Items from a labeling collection

>> start

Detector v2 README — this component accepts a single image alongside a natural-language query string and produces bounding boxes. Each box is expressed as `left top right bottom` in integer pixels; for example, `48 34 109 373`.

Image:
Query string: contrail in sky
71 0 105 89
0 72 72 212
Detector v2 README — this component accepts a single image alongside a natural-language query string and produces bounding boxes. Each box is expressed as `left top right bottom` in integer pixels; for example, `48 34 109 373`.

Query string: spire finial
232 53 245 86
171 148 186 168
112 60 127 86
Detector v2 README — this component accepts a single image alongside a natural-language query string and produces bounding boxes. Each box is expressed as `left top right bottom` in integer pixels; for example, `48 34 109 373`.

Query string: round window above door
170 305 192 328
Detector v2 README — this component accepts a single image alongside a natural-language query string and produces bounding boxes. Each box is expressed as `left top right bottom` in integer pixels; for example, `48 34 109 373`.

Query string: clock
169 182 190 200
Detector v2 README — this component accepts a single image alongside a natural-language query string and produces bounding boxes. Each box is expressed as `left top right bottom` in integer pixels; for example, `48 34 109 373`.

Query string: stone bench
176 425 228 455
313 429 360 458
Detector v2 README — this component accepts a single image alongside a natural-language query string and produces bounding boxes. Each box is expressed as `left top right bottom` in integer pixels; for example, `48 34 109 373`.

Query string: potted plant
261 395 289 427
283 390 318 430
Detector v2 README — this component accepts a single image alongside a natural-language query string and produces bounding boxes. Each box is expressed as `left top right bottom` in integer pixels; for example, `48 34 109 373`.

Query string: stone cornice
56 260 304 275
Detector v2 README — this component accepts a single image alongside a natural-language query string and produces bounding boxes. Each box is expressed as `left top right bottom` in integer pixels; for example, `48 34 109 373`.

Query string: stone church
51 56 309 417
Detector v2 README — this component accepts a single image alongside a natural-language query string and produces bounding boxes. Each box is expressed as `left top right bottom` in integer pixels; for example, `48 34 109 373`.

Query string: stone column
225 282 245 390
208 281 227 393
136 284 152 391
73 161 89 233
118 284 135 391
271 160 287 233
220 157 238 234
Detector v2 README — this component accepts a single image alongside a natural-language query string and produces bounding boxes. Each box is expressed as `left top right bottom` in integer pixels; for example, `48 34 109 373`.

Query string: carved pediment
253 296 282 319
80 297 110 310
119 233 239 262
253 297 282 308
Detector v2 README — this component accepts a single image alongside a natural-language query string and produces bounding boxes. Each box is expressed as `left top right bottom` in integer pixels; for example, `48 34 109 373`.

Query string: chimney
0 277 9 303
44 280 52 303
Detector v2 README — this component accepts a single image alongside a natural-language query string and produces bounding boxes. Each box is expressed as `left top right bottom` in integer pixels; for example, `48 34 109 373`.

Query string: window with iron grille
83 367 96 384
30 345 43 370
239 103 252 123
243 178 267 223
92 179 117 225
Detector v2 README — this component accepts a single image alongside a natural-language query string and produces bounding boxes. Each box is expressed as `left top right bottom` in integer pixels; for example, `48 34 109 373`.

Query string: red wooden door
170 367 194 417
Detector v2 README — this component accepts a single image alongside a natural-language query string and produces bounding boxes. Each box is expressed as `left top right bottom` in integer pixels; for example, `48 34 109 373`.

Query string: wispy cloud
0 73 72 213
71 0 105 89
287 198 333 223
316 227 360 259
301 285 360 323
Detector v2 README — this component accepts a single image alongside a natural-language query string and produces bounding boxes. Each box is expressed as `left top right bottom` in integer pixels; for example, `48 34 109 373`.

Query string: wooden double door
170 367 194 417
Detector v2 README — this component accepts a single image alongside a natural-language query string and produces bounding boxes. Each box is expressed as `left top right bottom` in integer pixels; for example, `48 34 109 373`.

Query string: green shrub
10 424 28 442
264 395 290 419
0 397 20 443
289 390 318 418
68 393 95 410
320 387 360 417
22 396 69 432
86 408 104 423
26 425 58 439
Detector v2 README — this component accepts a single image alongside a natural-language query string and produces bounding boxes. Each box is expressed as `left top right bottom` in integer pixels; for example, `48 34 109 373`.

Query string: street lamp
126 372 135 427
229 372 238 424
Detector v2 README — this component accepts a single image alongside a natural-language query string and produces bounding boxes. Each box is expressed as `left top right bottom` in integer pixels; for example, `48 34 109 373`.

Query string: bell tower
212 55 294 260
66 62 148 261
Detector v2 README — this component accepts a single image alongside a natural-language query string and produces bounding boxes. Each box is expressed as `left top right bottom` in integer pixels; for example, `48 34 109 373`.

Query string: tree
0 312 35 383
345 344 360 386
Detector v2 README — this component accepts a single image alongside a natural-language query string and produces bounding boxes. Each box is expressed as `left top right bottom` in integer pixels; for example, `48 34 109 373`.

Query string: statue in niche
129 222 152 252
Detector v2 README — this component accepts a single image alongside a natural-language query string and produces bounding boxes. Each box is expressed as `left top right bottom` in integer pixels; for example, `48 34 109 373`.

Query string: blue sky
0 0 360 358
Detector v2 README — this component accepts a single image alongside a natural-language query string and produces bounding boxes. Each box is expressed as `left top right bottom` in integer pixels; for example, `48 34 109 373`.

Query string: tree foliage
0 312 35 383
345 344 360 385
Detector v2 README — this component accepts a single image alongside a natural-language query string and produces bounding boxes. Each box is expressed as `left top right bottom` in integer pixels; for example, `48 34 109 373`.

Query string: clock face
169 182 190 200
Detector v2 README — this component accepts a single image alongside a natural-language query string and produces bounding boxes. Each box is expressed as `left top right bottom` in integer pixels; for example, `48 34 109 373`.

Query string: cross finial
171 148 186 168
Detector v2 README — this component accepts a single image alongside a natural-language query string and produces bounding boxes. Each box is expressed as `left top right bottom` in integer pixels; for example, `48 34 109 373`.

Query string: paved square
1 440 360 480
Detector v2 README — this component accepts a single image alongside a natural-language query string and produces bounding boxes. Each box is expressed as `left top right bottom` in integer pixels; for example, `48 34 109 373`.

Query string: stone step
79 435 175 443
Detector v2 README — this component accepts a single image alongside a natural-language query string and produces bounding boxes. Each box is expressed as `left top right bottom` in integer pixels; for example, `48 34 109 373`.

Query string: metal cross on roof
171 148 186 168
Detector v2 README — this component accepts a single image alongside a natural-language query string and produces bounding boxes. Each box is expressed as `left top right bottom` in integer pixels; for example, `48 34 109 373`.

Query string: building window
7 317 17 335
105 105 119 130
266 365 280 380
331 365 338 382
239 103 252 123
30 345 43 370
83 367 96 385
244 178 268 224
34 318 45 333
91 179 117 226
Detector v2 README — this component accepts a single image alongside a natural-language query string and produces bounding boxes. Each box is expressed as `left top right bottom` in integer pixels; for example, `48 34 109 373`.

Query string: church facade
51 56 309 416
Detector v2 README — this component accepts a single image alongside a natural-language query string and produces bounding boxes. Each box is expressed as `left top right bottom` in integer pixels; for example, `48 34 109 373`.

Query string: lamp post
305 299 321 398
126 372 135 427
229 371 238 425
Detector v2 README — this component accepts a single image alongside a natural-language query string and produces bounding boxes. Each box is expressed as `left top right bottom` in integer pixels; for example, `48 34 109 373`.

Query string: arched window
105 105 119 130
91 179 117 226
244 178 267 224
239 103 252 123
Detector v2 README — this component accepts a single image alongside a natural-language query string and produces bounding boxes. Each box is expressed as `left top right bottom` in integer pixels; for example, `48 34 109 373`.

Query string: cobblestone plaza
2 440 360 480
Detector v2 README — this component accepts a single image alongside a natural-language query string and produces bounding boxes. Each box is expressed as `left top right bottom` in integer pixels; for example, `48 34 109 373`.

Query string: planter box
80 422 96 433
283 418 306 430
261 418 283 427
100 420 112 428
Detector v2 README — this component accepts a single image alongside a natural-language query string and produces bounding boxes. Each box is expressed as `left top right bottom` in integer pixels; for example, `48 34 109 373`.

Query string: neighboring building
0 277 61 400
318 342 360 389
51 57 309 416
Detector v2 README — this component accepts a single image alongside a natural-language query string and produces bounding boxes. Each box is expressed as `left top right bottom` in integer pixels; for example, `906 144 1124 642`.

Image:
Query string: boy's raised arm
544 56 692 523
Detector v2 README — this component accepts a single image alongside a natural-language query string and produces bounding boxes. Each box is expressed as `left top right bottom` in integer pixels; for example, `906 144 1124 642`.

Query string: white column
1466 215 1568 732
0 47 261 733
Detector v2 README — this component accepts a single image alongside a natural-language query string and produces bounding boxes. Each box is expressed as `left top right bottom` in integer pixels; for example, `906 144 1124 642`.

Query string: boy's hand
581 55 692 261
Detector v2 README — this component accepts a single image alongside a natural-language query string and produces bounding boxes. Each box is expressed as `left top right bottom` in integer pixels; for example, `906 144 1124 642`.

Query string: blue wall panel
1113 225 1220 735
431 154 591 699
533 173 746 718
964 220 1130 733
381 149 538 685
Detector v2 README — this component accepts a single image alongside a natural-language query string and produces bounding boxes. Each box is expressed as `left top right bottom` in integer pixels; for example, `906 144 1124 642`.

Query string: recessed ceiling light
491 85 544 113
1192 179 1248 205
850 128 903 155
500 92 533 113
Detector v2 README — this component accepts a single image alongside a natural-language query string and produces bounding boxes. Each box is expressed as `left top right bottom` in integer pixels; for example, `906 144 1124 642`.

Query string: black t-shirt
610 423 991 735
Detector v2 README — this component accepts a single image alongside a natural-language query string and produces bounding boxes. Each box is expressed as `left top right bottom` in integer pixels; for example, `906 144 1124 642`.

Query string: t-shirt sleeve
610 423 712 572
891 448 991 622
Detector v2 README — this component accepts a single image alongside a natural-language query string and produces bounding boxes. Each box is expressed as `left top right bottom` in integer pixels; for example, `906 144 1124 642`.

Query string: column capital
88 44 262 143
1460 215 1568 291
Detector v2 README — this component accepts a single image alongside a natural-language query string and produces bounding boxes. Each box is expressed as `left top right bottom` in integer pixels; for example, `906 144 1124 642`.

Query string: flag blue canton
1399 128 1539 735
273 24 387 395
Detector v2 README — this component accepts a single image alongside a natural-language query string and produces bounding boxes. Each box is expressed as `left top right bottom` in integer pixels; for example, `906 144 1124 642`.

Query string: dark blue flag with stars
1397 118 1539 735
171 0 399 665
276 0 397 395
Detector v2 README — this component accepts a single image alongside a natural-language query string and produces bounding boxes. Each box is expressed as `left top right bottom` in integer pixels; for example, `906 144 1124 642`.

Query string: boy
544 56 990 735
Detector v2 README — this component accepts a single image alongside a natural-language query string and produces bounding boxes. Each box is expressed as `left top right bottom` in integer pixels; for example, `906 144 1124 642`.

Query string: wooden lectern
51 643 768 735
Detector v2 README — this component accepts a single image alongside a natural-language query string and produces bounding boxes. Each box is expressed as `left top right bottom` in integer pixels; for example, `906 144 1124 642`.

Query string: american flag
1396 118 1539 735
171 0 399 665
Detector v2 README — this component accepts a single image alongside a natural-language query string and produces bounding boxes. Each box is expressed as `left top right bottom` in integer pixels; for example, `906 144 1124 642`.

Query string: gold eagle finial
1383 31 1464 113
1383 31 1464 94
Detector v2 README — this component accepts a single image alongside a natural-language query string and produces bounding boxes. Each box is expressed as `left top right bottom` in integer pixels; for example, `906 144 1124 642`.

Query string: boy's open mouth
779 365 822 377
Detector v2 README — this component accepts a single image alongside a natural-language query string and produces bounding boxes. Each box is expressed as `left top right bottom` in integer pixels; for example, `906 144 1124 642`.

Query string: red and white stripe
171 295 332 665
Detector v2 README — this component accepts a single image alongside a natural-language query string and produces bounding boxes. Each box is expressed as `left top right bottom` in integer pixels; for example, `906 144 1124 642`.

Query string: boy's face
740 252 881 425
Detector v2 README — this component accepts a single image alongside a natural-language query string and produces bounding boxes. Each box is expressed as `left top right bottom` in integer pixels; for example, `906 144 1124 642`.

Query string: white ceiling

>> end

Task brief ::
Copy verbatim every line from the start of the items through the line that contains "0 72 72 212", including both ends.

Exercise result ::
Detector v2 README — this component accepts a single image alongside a natural-language query string and produces bounding boxes. Each box is expressed as `left top right bottom` in integer pixels; for example, `48 34 109 373`.

Image:
Query string: contrail in sky
71 0 105 89
0 72 72 212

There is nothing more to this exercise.